● SHORT PROBLEM 1: Name every individual person mentioned by name in the TV newsletter below.
● SHORT PROBLEM 2: Pick up the TV newsletter below at its last sentence and keep writing it from there.

Too Much TV: Your TV Talking Points For Friday, December 10th, 2021
It's winter here in Minnesota...
Here's everything you need to know about the world of television for Friday, December 10th, 2021. I'm writing this from the Twin Cities, where AllYourScreens HQ is preparing for the foot or so of snow coming our way tonight. So a slightly shorter newsletter than normal.
MICHAEL NESMITH, DEAD AT 78
Michael Nesmith, member of the 1960s-era made-forTV music group The Monkees died Friday at the age of 78. The news was announced via a statement issued by his family:
"With Infinite Love we announce that Michael Nesmith has passed away this morning in his home, surrounded by family, peacefully and of natural causes. We ask that you respect our privacy at this time and we thank you for the love and light that all of you have shown him and us."
Nesmith left the group in 1970 to pursue his solo career and had a Top 40 hit with the song "Joanne." He also wrote the song "Different Drum," which was a hit for Linda Ronstadt & The Stone Ponys. In 1981, Nesmith won the first Grammy Award given for Video of the Year for his hour-long television show, Elephant Parts.
He didn't participate in The Monkees 20th Anniversary celebration album and tour, but he did do a series of concerts in 1989 and recorded a new album of material with the other three band members in 1990. The band did a brief tour in the U.K. the following year, which was the last time the original band members played together live. He contributed to the 2016 Monkees 50th Anniversary album and while he didn't participate in the tour with the rest of the band, he did sit in for the ailing Peter Tork on a couple of dates.
In 2018, Nesmith and Dolenz toured together as a duo for the first time under the banner "The Monkees Present: The Mike and Micky Show". The duo also did a 2021 tour together called "The Monkees Farewell Tour," and the final date of the tour was at the Greek Theatre in Los Angeles on November 14th, 2021.

● RECORD EXTRACTS:

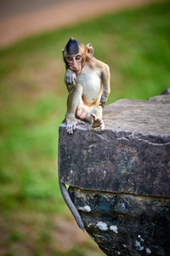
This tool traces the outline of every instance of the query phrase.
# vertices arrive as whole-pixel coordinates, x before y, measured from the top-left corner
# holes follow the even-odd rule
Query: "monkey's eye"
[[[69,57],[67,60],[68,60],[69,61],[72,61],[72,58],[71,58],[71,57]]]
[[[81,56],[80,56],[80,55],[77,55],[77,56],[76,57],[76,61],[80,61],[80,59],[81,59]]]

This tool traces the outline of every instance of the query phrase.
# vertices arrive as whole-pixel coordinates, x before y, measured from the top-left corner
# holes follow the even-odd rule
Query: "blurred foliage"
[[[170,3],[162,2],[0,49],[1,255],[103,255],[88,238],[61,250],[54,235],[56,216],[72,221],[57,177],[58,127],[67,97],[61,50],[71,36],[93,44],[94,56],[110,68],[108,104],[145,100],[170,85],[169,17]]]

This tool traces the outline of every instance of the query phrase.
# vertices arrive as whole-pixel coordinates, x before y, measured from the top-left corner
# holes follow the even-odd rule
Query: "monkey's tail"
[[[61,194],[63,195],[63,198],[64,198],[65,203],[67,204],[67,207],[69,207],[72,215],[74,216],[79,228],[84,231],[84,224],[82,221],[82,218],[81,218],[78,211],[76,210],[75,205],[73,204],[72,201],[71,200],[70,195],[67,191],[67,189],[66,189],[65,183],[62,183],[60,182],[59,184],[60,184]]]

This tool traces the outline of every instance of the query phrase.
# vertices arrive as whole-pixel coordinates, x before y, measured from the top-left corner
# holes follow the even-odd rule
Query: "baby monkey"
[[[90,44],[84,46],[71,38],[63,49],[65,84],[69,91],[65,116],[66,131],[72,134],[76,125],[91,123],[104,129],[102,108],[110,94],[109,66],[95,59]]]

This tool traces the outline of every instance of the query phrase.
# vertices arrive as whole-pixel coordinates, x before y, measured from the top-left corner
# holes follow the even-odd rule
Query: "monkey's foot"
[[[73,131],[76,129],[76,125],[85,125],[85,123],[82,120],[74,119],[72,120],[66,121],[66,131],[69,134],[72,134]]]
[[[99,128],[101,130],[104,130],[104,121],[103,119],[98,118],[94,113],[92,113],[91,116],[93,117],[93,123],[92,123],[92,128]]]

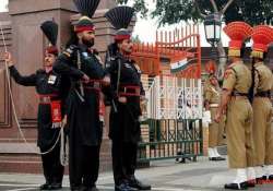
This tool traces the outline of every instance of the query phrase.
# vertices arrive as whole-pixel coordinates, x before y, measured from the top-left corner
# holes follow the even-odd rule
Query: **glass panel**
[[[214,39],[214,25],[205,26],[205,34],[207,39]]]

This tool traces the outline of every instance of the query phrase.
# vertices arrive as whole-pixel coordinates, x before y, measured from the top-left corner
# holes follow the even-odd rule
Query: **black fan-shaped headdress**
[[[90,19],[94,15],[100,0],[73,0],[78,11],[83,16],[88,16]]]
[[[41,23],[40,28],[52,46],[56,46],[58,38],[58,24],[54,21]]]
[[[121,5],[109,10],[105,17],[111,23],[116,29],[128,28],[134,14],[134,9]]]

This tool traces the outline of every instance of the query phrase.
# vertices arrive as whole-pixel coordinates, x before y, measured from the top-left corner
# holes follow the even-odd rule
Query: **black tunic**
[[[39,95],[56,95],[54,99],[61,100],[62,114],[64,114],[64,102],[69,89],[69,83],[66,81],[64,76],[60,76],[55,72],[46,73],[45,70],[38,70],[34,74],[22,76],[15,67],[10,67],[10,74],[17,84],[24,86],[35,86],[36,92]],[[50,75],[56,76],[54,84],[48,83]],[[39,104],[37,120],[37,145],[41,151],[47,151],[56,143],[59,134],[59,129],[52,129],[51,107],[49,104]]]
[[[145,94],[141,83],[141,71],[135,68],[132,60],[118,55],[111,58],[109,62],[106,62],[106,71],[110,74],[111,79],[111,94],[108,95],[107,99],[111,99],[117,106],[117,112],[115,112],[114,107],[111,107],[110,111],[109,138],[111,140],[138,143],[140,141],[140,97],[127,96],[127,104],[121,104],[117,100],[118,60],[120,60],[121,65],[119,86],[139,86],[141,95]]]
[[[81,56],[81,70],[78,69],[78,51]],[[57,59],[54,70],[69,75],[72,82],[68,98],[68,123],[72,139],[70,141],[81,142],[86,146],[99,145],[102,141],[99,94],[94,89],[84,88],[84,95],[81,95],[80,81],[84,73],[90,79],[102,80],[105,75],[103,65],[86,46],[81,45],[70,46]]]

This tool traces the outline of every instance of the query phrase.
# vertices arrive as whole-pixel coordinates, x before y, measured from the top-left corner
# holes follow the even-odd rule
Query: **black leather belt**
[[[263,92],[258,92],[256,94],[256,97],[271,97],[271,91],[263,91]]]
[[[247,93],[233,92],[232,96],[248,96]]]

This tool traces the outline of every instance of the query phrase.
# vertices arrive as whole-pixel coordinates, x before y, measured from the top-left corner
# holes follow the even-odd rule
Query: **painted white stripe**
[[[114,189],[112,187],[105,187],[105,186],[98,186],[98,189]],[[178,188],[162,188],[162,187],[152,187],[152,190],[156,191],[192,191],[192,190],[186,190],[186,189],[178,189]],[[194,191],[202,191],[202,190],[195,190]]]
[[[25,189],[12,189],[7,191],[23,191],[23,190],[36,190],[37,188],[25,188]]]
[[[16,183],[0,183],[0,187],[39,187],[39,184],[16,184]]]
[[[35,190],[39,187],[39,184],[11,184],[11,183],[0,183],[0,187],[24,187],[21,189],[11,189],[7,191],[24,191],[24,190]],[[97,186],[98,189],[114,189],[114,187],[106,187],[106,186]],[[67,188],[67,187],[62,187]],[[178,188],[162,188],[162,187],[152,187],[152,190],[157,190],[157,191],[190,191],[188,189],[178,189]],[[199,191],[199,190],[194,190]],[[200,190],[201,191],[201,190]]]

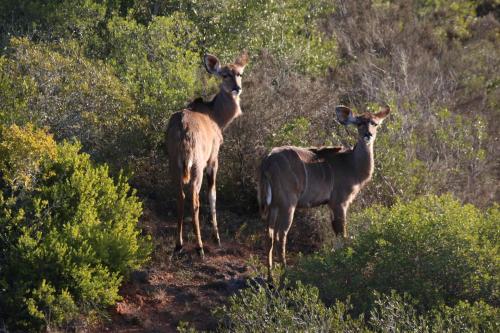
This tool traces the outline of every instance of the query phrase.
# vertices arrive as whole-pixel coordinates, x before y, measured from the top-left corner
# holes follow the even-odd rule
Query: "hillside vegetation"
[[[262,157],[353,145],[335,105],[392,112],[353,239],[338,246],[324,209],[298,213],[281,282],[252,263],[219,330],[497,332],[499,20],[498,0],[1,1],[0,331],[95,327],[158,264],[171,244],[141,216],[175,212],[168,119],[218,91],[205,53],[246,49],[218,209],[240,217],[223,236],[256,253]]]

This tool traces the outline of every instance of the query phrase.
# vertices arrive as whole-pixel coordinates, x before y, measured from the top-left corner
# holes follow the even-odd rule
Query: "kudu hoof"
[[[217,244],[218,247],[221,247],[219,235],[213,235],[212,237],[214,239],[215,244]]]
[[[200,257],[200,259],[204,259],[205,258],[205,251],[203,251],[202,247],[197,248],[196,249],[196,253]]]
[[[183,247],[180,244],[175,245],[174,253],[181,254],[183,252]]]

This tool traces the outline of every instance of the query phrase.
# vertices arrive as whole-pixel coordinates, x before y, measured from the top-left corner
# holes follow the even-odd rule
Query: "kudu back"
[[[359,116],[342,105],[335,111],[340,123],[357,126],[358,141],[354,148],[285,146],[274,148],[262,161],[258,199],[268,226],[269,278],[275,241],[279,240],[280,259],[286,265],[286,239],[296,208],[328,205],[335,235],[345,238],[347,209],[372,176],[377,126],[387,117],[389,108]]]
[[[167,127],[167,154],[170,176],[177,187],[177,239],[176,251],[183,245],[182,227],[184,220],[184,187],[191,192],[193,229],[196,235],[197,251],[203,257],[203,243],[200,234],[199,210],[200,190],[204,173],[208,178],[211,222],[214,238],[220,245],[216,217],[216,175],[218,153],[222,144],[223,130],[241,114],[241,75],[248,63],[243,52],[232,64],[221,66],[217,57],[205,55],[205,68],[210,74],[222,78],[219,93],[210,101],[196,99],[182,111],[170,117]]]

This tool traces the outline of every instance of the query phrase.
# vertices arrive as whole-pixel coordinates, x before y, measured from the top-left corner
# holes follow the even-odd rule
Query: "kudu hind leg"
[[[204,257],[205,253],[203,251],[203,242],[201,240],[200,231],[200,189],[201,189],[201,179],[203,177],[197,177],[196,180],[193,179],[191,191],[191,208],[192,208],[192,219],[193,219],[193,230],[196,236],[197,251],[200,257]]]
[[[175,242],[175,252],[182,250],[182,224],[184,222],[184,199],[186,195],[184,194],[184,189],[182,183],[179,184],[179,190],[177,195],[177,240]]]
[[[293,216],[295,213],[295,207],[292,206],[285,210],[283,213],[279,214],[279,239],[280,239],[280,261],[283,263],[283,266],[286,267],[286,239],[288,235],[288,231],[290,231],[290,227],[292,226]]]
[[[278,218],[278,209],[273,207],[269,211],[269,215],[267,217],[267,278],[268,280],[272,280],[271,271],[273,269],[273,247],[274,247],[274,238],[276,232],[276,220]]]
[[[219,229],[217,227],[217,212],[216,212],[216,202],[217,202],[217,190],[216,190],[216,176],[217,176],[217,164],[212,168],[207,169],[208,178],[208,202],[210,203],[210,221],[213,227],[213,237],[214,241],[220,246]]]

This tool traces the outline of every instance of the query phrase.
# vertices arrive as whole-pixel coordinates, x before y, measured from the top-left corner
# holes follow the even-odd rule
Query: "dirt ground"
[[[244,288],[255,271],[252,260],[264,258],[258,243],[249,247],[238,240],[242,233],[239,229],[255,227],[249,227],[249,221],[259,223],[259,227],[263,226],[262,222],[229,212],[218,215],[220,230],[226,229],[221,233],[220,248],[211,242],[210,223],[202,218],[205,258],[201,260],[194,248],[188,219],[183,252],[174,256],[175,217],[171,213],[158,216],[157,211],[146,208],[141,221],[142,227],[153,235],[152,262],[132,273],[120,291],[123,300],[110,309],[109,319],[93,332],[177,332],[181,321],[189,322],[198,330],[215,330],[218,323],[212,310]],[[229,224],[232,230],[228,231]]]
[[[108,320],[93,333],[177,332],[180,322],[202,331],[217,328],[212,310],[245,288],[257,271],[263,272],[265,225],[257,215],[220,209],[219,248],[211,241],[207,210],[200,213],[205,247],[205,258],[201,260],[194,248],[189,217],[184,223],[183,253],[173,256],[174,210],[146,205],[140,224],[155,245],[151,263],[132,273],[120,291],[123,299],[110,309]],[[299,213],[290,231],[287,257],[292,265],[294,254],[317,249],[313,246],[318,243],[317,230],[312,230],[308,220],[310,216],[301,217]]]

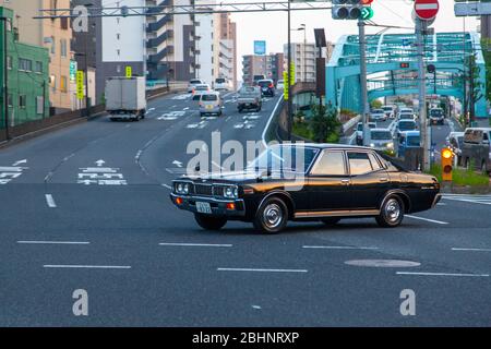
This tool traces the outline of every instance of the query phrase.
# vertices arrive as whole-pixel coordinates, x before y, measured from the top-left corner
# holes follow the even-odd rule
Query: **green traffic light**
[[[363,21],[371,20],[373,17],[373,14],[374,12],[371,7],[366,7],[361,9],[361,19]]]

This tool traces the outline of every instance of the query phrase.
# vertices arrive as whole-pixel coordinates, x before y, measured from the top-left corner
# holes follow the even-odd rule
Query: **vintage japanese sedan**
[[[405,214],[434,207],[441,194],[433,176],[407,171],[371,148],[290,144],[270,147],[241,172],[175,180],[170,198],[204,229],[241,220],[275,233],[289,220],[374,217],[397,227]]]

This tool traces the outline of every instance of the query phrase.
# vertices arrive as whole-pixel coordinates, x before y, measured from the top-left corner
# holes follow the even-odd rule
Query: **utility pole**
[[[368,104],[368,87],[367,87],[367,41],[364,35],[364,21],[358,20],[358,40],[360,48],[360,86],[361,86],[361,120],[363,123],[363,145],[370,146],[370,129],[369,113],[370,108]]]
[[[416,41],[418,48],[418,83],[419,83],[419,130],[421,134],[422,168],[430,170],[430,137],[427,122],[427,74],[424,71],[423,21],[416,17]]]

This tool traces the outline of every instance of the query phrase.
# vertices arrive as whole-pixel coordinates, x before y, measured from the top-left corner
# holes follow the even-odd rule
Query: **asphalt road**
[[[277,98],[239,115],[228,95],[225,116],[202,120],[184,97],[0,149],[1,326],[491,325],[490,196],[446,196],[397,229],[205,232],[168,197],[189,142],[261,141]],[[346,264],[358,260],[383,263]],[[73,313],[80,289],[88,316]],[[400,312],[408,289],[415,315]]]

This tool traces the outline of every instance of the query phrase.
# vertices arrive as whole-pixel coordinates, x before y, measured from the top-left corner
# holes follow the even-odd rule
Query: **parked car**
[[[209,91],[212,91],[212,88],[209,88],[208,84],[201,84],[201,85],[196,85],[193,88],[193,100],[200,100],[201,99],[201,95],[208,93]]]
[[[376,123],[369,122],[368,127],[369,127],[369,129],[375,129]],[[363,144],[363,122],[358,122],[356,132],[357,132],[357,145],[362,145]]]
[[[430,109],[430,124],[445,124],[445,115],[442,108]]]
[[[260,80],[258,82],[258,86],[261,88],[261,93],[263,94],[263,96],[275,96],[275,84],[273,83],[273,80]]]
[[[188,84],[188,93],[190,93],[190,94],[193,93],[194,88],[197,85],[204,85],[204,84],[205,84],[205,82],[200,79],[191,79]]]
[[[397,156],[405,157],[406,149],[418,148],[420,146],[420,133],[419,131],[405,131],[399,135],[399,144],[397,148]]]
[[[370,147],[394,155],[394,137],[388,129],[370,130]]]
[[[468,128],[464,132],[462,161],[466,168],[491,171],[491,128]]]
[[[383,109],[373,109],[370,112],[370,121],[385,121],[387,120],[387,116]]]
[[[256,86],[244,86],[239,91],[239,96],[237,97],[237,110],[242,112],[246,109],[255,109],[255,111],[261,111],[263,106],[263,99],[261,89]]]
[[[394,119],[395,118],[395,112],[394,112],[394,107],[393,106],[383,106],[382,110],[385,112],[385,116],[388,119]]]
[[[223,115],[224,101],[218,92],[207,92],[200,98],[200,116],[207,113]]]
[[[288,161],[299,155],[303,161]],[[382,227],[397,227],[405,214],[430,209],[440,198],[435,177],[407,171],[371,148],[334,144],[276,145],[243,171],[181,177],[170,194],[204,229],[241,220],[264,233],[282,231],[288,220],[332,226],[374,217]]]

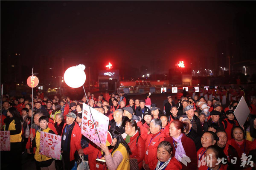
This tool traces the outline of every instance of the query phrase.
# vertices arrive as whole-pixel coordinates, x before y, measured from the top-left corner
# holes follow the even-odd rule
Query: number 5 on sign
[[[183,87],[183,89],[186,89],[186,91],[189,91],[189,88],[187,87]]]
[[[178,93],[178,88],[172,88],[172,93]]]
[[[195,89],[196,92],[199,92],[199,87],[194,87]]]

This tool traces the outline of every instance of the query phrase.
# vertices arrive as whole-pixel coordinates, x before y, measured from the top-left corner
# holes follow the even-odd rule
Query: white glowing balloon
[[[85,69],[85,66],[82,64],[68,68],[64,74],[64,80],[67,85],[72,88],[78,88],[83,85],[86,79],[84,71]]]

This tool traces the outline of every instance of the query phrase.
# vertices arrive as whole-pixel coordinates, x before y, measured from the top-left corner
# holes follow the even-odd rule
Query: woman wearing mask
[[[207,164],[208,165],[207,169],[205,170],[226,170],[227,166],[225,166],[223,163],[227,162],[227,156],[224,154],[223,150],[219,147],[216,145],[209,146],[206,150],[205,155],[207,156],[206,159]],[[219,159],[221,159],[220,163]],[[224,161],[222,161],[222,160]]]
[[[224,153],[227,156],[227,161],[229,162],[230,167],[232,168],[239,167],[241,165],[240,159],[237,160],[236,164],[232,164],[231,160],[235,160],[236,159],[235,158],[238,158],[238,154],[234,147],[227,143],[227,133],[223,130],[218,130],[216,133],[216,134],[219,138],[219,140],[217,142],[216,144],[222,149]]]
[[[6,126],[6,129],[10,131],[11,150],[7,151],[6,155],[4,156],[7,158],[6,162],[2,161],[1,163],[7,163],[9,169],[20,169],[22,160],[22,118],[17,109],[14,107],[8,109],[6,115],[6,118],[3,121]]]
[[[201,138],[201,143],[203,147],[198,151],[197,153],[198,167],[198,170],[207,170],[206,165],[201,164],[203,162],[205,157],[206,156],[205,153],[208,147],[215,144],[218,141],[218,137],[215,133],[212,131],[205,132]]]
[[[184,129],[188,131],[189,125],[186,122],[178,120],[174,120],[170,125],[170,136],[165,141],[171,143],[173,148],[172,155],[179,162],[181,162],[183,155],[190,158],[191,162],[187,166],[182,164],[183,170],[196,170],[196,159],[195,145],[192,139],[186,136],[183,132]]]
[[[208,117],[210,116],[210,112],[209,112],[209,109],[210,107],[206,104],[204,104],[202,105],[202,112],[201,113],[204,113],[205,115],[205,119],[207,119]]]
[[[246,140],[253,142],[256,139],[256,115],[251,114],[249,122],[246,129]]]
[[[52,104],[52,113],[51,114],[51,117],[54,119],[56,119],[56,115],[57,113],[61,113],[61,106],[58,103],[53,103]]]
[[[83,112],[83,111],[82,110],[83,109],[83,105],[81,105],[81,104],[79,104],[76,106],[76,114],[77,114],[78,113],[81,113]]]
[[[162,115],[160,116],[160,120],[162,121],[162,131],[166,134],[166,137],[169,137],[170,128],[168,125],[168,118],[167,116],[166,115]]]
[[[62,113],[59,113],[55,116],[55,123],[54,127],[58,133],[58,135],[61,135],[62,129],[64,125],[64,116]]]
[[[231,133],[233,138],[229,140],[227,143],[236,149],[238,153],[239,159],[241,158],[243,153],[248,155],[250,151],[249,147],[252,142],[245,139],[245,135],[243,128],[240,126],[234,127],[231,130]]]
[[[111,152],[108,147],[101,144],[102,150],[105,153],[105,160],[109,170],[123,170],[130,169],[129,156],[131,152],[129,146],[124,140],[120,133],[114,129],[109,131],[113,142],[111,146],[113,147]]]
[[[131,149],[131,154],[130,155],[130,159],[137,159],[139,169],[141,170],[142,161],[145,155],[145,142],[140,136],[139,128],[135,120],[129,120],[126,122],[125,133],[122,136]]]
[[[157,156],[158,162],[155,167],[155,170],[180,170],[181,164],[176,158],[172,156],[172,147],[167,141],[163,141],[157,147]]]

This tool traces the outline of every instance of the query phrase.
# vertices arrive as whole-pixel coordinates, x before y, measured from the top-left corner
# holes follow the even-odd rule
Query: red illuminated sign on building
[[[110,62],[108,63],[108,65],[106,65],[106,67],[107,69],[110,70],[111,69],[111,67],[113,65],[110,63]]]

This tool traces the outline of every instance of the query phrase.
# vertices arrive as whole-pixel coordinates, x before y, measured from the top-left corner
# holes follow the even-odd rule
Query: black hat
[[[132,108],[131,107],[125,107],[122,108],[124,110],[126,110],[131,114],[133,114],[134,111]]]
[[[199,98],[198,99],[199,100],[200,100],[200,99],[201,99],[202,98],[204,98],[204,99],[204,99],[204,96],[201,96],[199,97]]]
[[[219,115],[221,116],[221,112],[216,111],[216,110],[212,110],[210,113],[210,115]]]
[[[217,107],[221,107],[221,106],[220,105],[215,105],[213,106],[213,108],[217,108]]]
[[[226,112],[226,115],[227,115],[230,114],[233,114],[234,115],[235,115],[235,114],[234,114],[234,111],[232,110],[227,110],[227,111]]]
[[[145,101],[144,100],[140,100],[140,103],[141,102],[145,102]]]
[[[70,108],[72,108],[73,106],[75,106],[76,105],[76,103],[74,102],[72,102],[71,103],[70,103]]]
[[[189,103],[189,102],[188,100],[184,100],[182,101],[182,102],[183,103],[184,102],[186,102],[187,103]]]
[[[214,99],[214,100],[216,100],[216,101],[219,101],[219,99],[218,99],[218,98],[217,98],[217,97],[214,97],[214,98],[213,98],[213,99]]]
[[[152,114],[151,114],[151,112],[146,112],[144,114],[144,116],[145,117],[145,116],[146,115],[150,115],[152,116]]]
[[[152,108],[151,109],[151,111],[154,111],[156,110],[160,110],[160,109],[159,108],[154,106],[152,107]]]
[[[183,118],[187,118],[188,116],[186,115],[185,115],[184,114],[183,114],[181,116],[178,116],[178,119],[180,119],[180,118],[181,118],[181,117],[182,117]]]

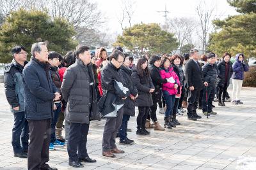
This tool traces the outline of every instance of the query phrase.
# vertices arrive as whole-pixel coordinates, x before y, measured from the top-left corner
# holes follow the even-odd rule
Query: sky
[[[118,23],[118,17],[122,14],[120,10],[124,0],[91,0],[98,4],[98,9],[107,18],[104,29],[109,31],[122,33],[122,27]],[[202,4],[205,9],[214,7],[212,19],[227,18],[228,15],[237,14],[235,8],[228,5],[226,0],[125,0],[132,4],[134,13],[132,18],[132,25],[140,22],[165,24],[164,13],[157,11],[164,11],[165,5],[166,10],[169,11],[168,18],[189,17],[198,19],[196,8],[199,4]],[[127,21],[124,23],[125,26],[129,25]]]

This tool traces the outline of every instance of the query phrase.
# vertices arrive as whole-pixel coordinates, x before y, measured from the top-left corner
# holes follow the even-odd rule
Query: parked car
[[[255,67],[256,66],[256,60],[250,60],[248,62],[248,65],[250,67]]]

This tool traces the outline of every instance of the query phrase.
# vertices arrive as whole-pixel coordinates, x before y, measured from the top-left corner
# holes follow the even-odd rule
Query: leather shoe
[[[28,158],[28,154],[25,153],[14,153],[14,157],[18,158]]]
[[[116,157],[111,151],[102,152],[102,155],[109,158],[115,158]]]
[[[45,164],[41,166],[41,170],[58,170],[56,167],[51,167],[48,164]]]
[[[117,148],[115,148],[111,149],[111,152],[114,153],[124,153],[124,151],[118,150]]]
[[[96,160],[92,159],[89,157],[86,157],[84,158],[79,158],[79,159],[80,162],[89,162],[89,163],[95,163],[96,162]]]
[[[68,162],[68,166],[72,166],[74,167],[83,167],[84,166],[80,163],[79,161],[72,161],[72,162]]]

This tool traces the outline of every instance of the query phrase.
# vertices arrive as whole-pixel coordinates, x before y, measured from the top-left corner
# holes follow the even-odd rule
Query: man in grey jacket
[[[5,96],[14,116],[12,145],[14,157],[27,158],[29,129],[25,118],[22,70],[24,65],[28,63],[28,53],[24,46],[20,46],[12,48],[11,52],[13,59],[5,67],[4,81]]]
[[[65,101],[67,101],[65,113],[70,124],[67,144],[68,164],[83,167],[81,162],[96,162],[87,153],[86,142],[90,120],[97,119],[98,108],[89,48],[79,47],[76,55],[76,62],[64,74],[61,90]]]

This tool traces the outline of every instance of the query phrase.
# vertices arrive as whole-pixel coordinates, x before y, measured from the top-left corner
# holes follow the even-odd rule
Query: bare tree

● FINAL ANSWER 1: Michael Nesmith, Linda Ronstadt, Peter Tork, Dolenz

● FINAL ANSWER 2:
YET ANOTHER REASON WHY BROADBAND BUILD-OUT IS TOUGHER THAN YOU MIGHT THINK
Compared to most of Europe and Asia, broadband access in the United States is pretty terrible. It's very expensive and there are still plenty of places in the country where it's not available at any price. There are a lot of reasons for this, but it turns out that one problem is the complexity of the fiber permitting process:
He said organizations that embark on a fiber deployment project to unserved areas may have to interact with multiple federal, state and local agencies, none of whom coordinate together, and none of whom are at all concerned about the time-value-of-money for the company that has capital on the line.
Herrgott gave some examples of issues that might come up during a fiber project. While the team is waiting for a licensing decision from the NTIA, it may have to get a water analysis from the U.S. Army Corps of Engineers. But, the Fish and Wildlife Service, which has jurisdiction over trout, might have to do an analysis because the fiber trench needs to cross a small stream. But, if that stream is near the ocean, the National Marine Fisheries Service may have to get involved. And there could be an endangered species act issue. These are just some potential issues that might arise because of a small stream.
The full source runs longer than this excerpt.